start The input

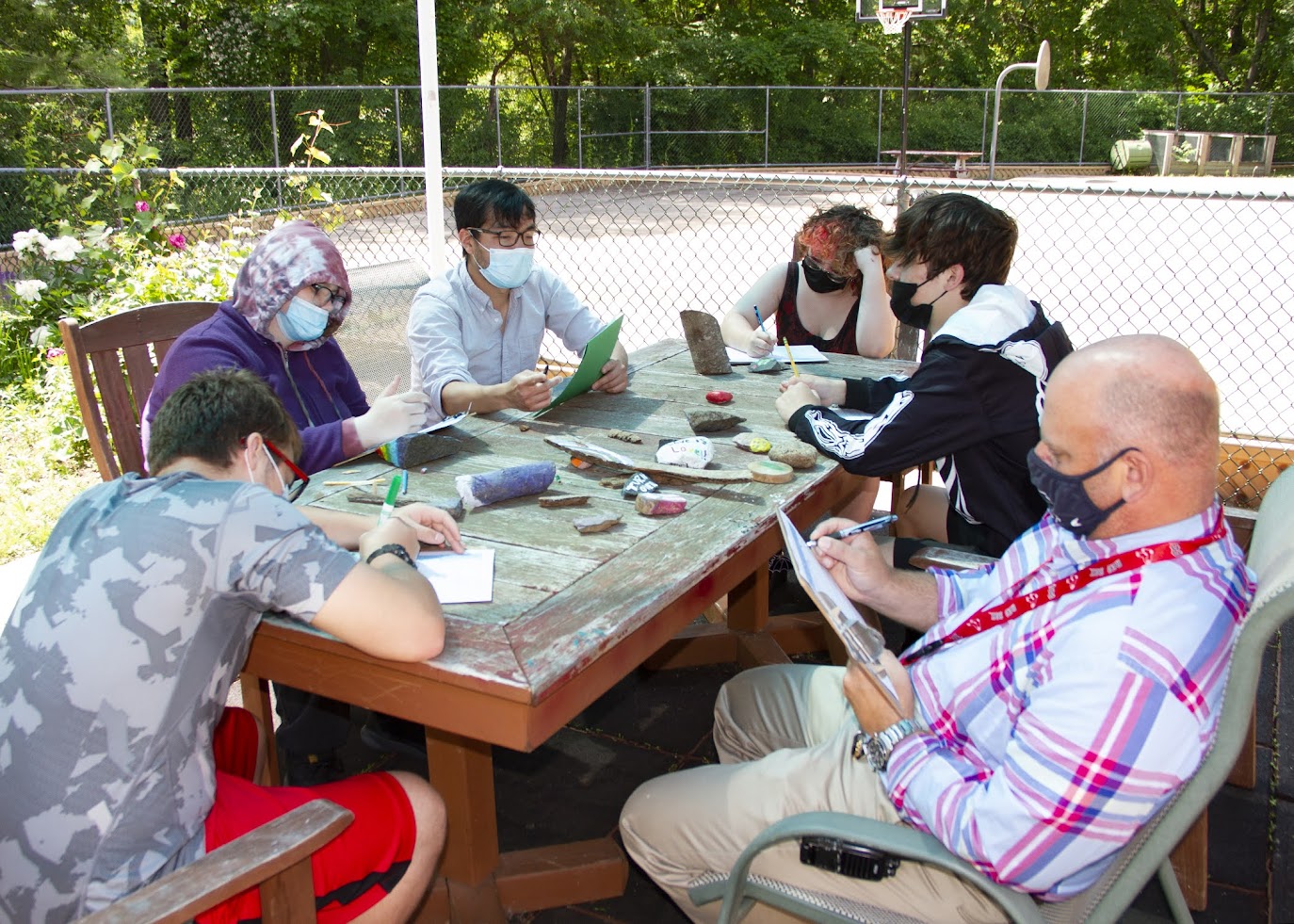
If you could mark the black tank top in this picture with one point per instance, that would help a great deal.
(793, 331)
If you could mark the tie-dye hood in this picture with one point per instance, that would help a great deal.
(293, 255)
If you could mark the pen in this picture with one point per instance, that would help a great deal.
(388, 506)
(875, 523)
(795, 370)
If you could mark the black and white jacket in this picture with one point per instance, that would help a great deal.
(972, 405)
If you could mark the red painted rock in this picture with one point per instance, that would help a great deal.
(660, 504)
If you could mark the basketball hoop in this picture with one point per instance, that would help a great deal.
(893, 18)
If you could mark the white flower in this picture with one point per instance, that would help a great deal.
(27, 238)
(28, 290)
(62, 249)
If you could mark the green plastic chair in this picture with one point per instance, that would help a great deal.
(1270, 556)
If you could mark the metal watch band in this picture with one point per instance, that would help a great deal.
(391, 549)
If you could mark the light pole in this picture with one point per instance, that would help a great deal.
(1042, 76)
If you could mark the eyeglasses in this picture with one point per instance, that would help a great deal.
(301, 479)
(508, 237)
(335, 297)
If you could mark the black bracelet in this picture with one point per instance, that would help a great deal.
(393, 549)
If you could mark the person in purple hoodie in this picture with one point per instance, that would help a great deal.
(290, 298)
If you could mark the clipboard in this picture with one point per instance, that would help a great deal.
(864, 643)
(597, 352)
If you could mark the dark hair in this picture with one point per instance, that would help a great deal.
(840, 231)
(954, 228)
(484, 201)
(210, 415)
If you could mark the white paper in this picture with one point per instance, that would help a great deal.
(861, 640)
(801, 352)
(460, 578)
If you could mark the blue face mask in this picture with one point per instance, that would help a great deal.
(301, 321)
(1068, 498)
(509, 267)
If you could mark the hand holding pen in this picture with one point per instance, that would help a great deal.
(761, 342)
(867, 526)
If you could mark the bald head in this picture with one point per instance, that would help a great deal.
(1148, 392)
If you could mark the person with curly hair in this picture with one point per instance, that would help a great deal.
(833, 298)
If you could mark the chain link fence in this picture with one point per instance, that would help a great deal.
(1203, 260)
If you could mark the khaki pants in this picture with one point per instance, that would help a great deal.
(783, 736)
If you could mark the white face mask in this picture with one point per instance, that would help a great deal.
(273, 464)
(509, 267)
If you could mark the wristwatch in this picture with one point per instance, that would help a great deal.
(391, 549)
(876, 748)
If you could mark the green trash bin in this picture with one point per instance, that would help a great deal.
(1131, 154)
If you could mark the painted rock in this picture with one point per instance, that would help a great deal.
(639, 484)
(694, 452)
(594, 525)
(660, 504)
(712, 421)
(795, 454)
(770, 473)
(752, 443)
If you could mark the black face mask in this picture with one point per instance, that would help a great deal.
(819, 280)
(1068, 498)
(909, 314)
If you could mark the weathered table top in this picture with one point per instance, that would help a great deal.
(563, 599)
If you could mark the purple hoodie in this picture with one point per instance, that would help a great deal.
(314, 380)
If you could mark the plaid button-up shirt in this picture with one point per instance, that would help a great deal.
(1054, 737)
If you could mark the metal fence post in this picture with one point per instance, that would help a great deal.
(1082, 132)
(767, 90)
(647, 125)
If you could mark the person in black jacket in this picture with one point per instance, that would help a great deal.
(975, 400)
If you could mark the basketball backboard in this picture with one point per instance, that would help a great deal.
(916, 9)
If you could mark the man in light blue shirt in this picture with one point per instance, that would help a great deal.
(475, 332)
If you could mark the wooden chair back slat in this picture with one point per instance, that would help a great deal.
(114, 365)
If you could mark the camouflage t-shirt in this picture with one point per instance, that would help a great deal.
(114, 670)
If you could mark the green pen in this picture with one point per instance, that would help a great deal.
(388, 506)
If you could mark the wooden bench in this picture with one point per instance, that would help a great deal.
(955, 163)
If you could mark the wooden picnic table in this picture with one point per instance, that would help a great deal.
(571, 615)
(955, 162)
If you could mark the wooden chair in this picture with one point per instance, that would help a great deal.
(276, 855)
(1270, 556)
(124, 351)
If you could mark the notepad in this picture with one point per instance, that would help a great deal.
(802, 352)
(460, 578)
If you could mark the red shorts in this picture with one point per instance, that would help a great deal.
(352, 871)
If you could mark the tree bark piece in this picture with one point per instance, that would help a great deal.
(705, 342)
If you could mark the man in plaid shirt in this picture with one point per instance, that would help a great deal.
(1054, 705)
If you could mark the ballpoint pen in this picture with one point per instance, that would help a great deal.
(875, 523)
(388, 506)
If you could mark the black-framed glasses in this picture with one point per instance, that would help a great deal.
(508, 237)
(335, 297)
(301, 479)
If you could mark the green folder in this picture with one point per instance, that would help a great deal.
(597, 352)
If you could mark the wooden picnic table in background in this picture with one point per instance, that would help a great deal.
(571, 615)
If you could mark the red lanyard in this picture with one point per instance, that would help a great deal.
(989, 616)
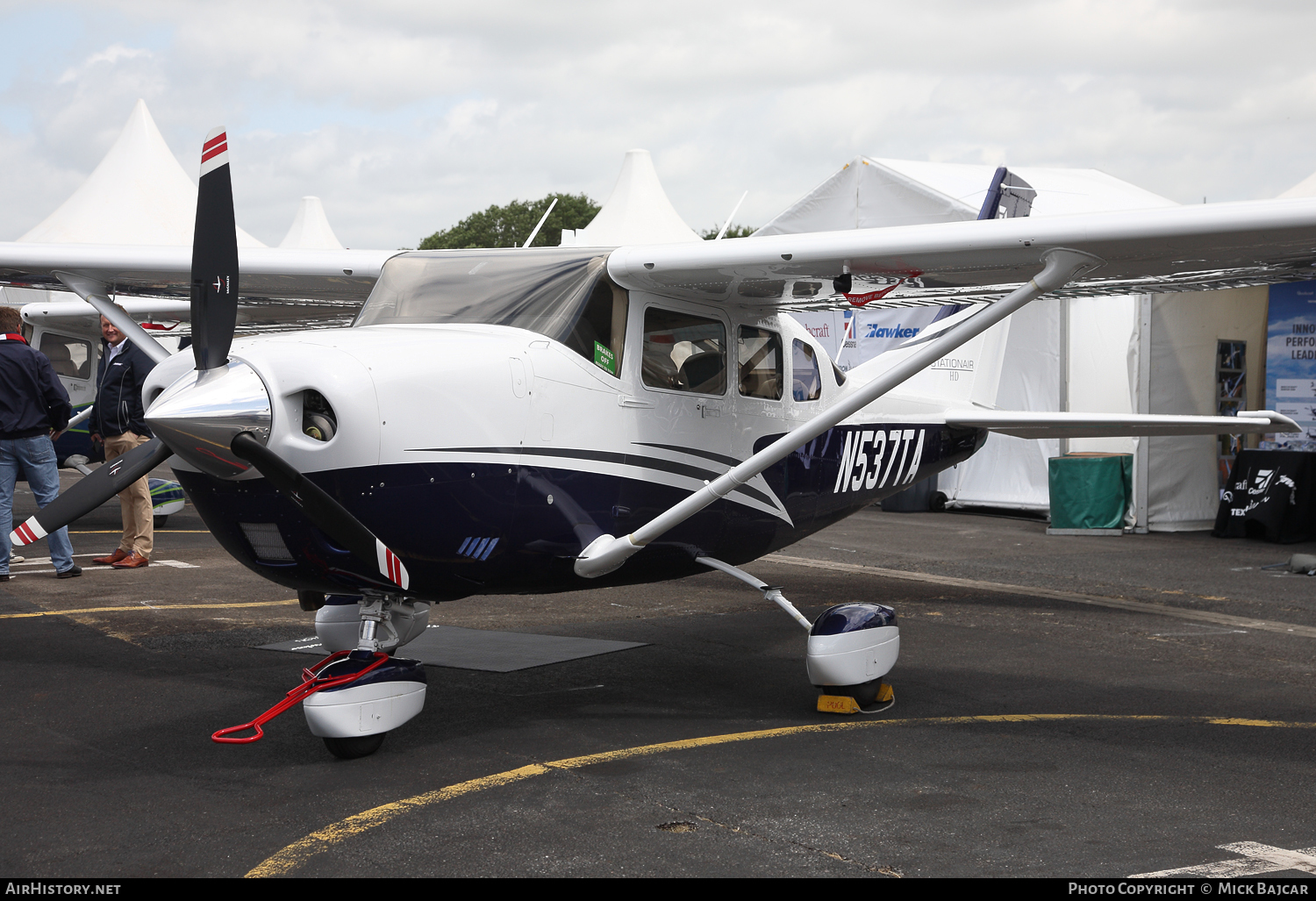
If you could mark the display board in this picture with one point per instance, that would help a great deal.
(1291, 362)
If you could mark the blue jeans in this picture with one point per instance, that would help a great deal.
(37, 459)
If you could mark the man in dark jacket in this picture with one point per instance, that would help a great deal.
(120, 421)
(32, 405)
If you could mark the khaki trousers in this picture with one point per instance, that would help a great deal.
(134, 501)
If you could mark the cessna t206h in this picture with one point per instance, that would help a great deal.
(545, 420)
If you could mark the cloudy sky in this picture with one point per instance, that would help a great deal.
(407, 116)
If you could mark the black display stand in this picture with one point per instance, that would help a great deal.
(1270, 495)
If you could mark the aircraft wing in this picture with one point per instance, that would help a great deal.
(268, 274)
(1141, 252)
(1115, 425)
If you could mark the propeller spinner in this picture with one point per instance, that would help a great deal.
(218, 418)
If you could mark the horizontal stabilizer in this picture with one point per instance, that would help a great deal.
(1118, 425)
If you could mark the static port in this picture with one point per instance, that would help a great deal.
(318, 418)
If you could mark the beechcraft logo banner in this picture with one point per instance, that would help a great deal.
(855, 336)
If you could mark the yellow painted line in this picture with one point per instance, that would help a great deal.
(326, 838)
(1095, 600)
(131, 609)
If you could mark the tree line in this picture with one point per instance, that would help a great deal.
(510, 225)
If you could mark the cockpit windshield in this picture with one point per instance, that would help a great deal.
(541, 290)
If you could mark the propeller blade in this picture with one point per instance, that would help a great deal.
(328, 514)
(215, 257)
(92, 490)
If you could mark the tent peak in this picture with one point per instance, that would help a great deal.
(137, 195)
(636, 212)
(311, 229)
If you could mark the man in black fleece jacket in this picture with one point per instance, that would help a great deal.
(120, 421)
(32, 405)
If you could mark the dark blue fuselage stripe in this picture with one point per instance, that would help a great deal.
(608, 456)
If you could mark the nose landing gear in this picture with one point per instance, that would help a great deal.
(358, 693)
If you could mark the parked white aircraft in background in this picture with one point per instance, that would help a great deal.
(504, 421)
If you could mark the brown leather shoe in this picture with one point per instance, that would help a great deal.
(120, 554)
(132, 561)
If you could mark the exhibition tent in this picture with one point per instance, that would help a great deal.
(1126, 354)
(137, 195)
(311, 229)
(636, 212)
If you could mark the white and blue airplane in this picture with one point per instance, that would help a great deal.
(547, 420)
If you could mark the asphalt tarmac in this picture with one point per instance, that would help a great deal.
(1065, 706)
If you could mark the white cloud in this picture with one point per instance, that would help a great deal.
(407, 116)
(110, 55)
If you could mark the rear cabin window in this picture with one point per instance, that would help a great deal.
(805, 379)
(70, 357)
(684, 353)
(760, 363)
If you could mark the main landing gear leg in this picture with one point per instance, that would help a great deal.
(850, 647)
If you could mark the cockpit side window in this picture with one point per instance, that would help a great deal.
(600, 332)
(760, 363)
(805, 379)
(68, 357)
(684, 353)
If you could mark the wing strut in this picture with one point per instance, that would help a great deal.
(605, 553)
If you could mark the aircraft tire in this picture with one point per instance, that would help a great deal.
(360, 746)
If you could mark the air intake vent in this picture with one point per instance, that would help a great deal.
(266, 542)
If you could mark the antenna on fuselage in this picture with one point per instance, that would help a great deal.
(728, 223)
(542, 220)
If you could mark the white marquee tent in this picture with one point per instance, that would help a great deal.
(137, 195)
(1124, 354)
(311, 229)
(636, 212)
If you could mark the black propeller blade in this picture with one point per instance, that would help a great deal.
(92, 490)
(215, 257)
(328, 514)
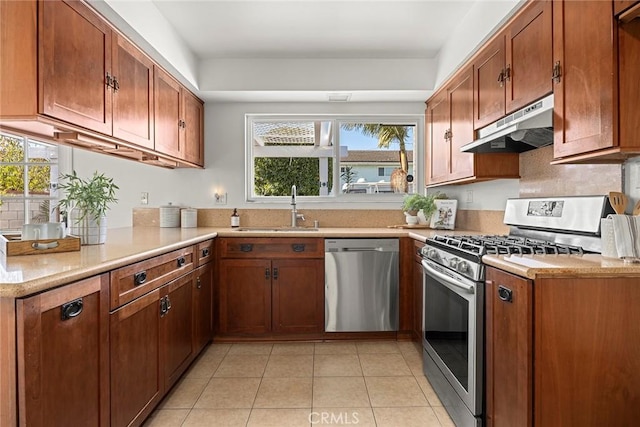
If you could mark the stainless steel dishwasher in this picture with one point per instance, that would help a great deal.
(361, 285)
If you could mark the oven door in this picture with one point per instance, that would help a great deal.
(453, 330)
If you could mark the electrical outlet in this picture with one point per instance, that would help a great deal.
(469, 196)
(220, 198)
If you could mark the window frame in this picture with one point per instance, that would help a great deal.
(416, 120)
(63, 166)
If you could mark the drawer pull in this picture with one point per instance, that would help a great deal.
(139, 278)
(71, 309)
(505, 294)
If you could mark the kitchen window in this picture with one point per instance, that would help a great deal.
(331, 158)
(29, 171)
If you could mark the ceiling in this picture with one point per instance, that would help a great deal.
(314, 28)
(241, 47)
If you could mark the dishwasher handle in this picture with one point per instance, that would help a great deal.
(363, 249)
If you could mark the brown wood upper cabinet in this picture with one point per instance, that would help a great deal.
(69, 75)
(515, 68)
(596, 90)
(179, 120)
(449, 126)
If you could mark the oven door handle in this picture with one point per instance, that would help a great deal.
(448, 280)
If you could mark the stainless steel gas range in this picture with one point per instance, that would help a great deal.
(454, 274)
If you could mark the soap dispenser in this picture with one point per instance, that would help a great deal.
(235, 219)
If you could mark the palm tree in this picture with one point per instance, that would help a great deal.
(388, 134)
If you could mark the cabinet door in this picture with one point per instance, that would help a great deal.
(192, 130)
(584, 92)
(529, 56)
(63, 355)
(167, 113)
(245, 296)
(133, 99)
(509, 349)
(489, 84)
(75, 59)
(202, 306)
(136, 381)
(438, 146)
(298, 295)
(176, 339)
(587, 348)
(461, 112)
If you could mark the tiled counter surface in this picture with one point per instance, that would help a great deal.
(538, 266)
(30, 274)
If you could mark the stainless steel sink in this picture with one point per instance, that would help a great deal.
(276, 229)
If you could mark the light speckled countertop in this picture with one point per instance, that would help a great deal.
(538, 266)
(29, 274)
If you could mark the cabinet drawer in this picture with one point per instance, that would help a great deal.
(204, 252)
(135, 280)
(271, 247)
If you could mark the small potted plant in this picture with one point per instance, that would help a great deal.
(412, 204)
(86, 203)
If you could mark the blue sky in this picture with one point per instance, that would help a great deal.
(354, 140)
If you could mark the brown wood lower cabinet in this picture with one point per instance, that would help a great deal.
(271, 286)
(63, 354)
(562, 351)
(202, 307)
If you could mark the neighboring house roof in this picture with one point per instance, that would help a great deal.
(374, 156)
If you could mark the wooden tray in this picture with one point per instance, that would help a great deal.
(11, 245)
(409, 226)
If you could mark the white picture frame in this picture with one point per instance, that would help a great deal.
(444, 216)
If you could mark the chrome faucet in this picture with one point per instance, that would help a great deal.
(295, 216)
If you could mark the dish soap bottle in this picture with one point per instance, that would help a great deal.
(235, 219)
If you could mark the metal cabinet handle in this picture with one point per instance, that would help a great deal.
(505, 294)
(557, 72)
(139, 278)
(163, 306)
(71, 309)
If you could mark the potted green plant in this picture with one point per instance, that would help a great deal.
(412, 204)
(86, 203)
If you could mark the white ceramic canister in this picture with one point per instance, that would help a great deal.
(188, 218)
(169, 216)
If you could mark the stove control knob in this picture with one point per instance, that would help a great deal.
(463, 266)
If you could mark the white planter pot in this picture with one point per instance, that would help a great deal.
(89, 230)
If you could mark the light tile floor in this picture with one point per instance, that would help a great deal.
(304, 384)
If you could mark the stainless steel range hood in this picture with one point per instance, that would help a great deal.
(528, 128)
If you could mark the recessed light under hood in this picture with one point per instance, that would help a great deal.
(526, 129)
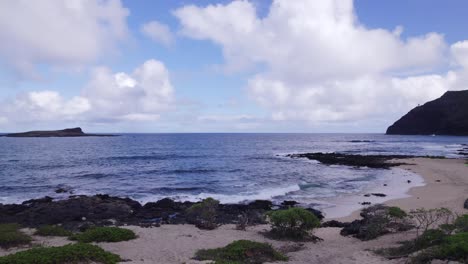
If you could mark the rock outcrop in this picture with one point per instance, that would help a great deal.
(98, 210)
(69, 132)
(447, 115)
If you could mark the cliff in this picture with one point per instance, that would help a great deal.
(447, 115)
(69, 132)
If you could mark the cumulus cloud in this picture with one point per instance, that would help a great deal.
(108, 97)
(65, 33)
(319, 63)
(158, 32)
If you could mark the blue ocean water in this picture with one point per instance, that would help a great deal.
(230, 167)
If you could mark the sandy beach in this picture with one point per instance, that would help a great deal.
(446, 185)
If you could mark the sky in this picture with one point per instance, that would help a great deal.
(313, 66)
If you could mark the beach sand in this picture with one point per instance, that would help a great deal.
(178, 243)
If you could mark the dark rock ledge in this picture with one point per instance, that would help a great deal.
(81, 211)
(355, 160)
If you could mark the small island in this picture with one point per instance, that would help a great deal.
(69, 132)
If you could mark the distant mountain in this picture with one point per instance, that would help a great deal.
(447, 115)
(69, 132)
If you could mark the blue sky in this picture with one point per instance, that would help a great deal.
(227, 66)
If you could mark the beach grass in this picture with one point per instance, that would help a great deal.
(104, 234)
(72, 253)
(11, 236)
(52, 230)
(241, 251)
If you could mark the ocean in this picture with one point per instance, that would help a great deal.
(230, 167)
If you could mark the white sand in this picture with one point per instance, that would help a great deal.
(178, 243)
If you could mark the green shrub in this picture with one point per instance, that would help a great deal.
(203, 214)
(397, 212)
(72, 253)
(52, 230)
(241, 252)
(429, 238)
(461, 223)
(293, 222)
(11, 236)
(104, 234)
(454, 247)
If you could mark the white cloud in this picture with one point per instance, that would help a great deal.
(66, 33)
(319, 63)
(139, 96)
(158, 32)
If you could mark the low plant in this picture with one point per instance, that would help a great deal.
(72, 253)
(292, 222)
(430, 238)
(397, 212)
(52, 230)
(431, 218)
(11, 236)
(203, 214)
(241, 252)
(104, 234)
(453, 248)
(376, 221)
(461, 223)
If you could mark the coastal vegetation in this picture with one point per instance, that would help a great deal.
(104, 234)
(378, 220)
(72, 253)
(241, 252)
(294, 223)
(52, 230)
(448, 241)
(11, 236)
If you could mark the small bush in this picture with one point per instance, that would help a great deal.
(454, 247)
(397, 212)
(72, 253)
(431, 218)
(10, 236)
(52, 230)
(241, 252)
(293, 222)
(461, 223)
(203, 214)
(429, 238)
(104, 234)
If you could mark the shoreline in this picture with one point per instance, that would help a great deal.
(177, 243)
(446, 185)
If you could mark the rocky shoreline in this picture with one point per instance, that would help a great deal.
(80, 212)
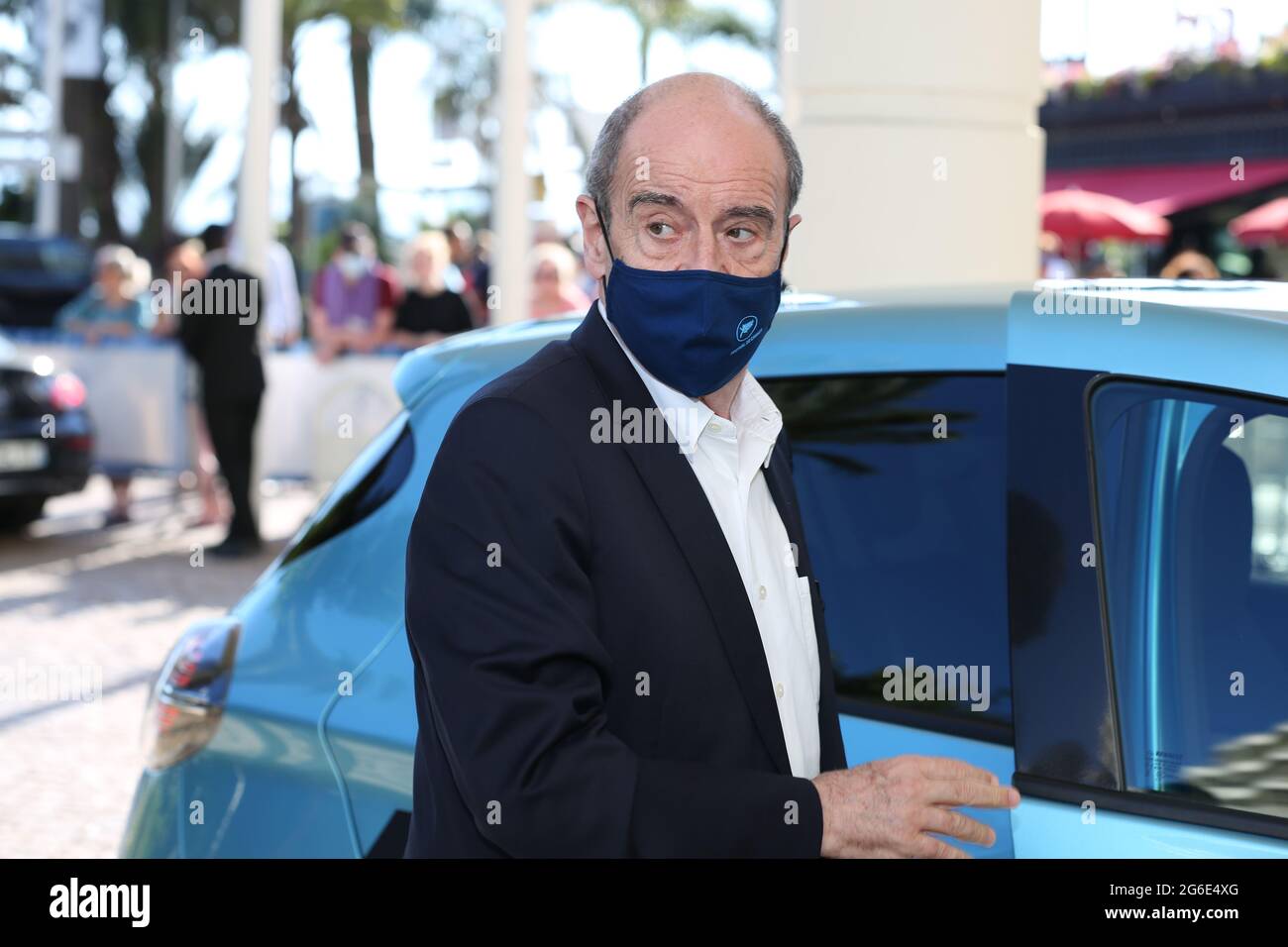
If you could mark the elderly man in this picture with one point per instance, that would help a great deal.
(618, 646)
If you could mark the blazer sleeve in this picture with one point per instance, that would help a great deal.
(501, 611)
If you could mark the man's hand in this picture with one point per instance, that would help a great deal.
(888, 808)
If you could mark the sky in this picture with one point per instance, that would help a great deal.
(592, 51)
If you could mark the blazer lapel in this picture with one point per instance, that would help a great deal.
(687, 512)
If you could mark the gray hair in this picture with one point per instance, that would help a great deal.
(608, 146)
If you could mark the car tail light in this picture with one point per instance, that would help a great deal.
(65, 392)
(188, 698)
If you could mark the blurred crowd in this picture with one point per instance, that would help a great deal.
(1055, 263)
(356, 303)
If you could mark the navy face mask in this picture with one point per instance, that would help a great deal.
(692, 329)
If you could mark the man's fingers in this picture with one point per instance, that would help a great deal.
(928, 847)
(947, 768)
(967, 792)
(958, 826)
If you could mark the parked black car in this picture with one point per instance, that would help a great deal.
(46, 436)
(39, 275)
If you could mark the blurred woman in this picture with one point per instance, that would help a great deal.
(114, 307)
(554, 282)
(428, 311)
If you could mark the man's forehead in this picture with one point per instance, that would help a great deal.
(726, 151)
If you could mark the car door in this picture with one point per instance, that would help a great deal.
(900, 471)
(1146, 475)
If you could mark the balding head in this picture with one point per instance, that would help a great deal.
(703, 95)
(683, 158)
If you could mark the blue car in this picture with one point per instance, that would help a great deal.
(1069, 502)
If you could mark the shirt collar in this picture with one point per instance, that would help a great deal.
(752, 411)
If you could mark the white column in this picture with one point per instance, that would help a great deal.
(917, 125)
(48, 191)
(262, 39)
(511, 236)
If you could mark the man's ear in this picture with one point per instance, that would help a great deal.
(593, 250)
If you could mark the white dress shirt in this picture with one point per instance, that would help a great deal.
(729, 460)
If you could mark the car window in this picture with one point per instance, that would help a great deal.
(370, 480)
(1189, 501)
(902, 488)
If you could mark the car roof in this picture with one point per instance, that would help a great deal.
(909, 330)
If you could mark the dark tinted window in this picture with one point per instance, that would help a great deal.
(1190, 501)
(353, 501)
(902, 488)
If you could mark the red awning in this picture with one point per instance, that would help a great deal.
(1168, 188)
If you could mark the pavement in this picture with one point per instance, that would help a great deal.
(86, 617)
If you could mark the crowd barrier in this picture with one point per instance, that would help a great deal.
(313, 420)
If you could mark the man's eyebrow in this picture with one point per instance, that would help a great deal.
(756, 211)
(653, 197)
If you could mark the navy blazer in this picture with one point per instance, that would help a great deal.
(590, 680)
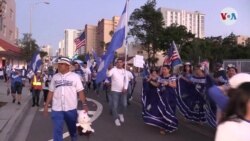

end The input

▸ **Task to complete**: Which lines of the listing above contain the word "aircraft"? Copy out each of those lines in full.

▸ **Correct answer**:
If you could mark the aircraft wing in this picture with one point per instance, that would help a great deal.
If you could mark the parked white aircraft in background in this picture with one point per instance, that would help a great deal.
If you could mark the aircraft tire in this picture with one point per instance, that would help a great deal.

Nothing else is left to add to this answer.